WHAT TO DO ->
Rewrite the rows below, replacing every occurrence of "single dot" with "single point" and leaving everything else unchanged.
>> BEGIN PROVIDED MATERIAL
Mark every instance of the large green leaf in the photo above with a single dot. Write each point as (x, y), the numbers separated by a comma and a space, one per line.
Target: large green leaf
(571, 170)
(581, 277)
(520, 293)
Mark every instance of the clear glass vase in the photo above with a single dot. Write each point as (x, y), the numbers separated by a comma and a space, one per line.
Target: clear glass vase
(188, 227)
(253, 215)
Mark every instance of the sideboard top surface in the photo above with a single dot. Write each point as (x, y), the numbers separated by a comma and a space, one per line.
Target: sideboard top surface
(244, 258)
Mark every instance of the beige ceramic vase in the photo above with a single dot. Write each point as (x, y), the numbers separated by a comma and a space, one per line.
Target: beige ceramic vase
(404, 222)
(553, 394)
>> END PROVIDED MATERIAL
WRITTEN REPLY ->
Mark every instance of the large green leaf in the photo above with a single point. Write each point as (x, y), the numbers separated by a comma and a space, one per line.
Target: large green leaf
(571, 170)
(581, 277)
(520, 293)
Mark every instance of the clear glass vase in the photo above with a single point. Write each point as (x, y), the numbers separated by a comma and a space, one per line.
Target: clear glass vase
(188, 227)
(253, 215)
Mark every instance of the sideboard top surface in the photo above with a single point. Write each point as (x, y), the numbers separated by a comma and a space, one per line.
Target: sideboard top surface
(244, 258)
Mark every instance of the beige ceramic vase in the photo above with a single point. Write each point as (x, y), the numbers separated by a comma and a space, one per line.
Target: beige ceramic vase
(404, 222)
(553, 394)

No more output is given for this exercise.